CHALLENGE:
Render the material from the line containing "of the cream" up to and including the line containing "[[1001, 321]]" as a JSON list of strings, one string per line, with blank lines left out.

EXCERPTED RECORDS:

━━━━━━━━

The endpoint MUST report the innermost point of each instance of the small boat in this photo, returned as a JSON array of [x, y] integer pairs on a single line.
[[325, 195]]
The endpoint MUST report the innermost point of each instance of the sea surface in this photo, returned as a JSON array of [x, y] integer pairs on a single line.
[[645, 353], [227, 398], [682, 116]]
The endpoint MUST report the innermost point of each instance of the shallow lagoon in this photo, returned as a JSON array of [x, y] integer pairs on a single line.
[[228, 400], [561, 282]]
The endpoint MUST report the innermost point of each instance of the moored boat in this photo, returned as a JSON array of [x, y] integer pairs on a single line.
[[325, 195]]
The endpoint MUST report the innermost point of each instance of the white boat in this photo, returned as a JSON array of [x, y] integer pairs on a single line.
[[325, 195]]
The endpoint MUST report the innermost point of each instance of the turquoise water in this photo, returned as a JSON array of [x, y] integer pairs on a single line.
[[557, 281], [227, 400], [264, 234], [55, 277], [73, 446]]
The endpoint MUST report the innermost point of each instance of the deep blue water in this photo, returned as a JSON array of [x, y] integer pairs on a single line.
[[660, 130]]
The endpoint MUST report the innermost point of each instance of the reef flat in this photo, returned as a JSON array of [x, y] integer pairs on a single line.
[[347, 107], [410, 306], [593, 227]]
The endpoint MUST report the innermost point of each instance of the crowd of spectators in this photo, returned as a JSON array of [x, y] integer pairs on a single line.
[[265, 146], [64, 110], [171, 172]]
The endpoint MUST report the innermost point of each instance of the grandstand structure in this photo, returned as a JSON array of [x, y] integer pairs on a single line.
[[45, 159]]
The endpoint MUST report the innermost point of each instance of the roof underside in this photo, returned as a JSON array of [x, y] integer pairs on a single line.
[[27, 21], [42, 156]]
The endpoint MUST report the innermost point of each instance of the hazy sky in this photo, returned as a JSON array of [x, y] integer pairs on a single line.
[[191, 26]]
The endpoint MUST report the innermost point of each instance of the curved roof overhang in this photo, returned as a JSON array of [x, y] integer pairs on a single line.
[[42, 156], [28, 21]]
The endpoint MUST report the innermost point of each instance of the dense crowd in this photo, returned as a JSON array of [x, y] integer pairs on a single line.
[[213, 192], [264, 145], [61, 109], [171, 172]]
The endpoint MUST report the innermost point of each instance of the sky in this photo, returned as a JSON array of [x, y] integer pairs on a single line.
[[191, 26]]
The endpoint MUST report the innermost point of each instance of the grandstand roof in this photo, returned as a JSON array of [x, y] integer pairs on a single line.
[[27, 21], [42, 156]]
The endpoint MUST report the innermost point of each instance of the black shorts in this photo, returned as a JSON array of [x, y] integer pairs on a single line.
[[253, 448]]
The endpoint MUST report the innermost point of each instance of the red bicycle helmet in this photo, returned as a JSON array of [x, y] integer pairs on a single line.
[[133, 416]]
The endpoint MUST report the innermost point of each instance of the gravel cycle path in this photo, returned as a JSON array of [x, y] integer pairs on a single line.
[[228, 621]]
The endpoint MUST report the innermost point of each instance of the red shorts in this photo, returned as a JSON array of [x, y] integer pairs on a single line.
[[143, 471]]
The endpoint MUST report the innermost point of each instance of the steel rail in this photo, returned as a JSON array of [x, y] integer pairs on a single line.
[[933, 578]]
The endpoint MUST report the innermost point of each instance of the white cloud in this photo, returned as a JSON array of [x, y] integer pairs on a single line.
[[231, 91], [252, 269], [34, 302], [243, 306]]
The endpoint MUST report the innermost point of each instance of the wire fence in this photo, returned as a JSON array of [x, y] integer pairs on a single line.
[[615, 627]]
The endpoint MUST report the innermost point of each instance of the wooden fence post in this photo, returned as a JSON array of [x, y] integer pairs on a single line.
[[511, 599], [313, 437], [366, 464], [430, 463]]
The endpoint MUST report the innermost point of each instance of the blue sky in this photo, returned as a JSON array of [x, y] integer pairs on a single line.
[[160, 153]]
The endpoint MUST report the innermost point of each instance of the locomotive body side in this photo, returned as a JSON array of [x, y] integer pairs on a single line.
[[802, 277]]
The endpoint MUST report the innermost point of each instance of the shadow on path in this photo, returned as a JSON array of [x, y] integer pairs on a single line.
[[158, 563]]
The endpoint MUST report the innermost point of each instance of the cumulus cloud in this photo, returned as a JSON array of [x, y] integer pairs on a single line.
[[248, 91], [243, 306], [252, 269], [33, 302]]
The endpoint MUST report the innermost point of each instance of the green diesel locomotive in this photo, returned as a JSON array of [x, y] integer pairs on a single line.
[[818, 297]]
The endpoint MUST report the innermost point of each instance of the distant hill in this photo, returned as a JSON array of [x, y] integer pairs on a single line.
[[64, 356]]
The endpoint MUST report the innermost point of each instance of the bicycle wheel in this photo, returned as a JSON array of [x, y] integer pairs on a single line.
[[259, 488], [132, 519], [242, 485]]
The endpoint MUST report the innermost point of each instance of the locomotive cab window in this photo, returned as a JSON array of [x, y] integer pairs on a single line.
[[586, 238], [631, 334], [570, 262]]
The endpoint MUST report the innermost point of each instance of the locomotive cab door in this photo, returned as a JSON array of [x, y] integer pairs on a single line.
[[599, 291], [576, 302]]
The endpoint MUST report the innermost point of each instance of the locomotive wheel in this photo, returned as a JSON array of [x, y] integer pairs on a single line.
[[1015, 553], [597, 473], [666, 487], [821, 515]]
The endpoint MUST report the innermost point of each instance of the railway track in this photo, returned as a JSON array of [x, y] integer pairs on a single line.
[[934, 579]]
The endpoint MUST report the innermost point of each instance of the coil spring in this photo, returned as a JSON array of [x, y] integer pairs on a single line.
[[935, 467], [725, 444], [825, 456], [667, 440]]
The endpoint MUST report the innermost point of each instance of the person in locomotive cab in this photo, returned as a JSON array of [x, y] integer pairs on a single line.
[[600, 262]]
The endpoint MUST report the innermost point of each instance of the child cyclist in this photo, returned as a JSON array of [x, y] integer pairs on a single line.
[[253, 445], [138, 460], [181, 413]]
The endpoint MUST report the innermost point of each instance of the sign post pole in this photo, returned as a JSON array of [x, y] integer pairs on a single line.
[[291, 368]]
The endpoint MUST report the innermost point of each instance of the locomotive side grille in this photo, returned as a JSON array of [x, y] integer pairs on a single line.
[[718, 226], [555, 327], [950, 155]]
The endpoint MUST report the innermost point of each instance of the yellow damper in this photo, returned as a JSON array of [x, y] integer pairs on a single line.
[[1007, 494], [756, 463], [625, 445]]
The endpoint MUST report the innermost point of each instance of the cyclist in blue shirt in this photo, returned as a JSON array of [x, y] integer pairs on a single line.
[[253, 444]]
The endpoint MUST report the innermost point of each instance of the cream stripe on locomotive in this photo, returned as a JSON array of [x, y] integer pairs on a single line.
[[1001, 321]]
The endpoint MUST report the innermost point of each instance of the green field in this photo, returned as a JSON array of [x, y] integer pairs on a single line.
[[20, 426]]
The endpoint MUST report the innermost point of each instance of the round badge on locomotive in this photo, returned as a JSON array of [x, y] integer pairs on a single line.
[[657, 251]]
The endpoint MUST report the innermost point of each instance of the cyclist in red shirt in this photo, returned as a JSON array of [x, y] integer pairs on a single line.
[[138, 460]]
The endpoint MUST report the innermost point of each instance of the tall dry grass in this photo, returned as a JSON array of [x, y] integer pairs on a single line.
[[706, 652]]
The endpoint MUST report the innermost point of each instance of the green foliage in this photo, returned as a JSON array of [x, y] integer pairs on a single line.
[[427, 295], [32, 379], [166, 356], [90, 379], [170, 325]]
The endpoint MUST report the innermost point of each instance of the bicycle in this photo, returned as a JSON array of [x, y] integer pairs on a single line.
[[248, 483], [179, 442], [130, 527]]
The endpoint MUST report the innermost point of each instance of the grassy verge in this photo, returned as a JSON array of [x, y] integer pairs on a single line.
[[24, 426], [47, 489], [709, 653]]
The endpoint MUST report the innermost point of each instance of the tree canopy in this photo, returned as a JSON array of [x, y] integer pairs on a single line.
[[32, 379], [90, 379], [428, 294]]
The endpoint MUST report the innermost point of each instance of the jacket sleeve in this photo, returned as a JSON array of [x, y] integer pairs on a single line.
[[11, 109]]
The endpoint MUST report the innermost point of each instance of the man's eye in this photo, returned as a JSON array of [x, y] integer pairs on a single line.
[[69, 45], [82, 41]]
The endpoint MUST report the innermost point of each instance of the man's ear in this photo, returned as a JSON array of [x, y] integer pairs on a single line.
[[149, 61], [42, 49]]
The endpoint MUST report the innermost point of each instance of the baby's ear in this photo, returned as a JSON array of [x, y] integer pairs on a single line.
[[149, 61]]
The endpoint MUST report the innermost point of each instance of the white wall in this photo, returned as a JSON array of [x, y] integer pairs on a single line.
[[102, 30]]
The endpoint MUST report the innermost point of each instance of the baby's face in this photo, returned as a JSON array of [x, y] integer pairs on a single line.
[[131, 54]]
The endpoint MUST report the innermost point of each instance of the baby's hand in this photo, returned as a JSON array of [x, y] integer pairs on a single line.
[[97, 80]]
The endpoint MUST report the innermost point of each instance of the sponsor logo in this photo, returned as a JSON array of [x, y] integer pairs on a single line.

━━━━━━━━

WRITTEN ANSWER:
[
  "The endpoint MUST report the innermost point of each instance of the cream stripe on locomotive in this photo, returned as a JSON array of [x, y] integer pairs on a single line.",
  "[[1001, 321]]"
]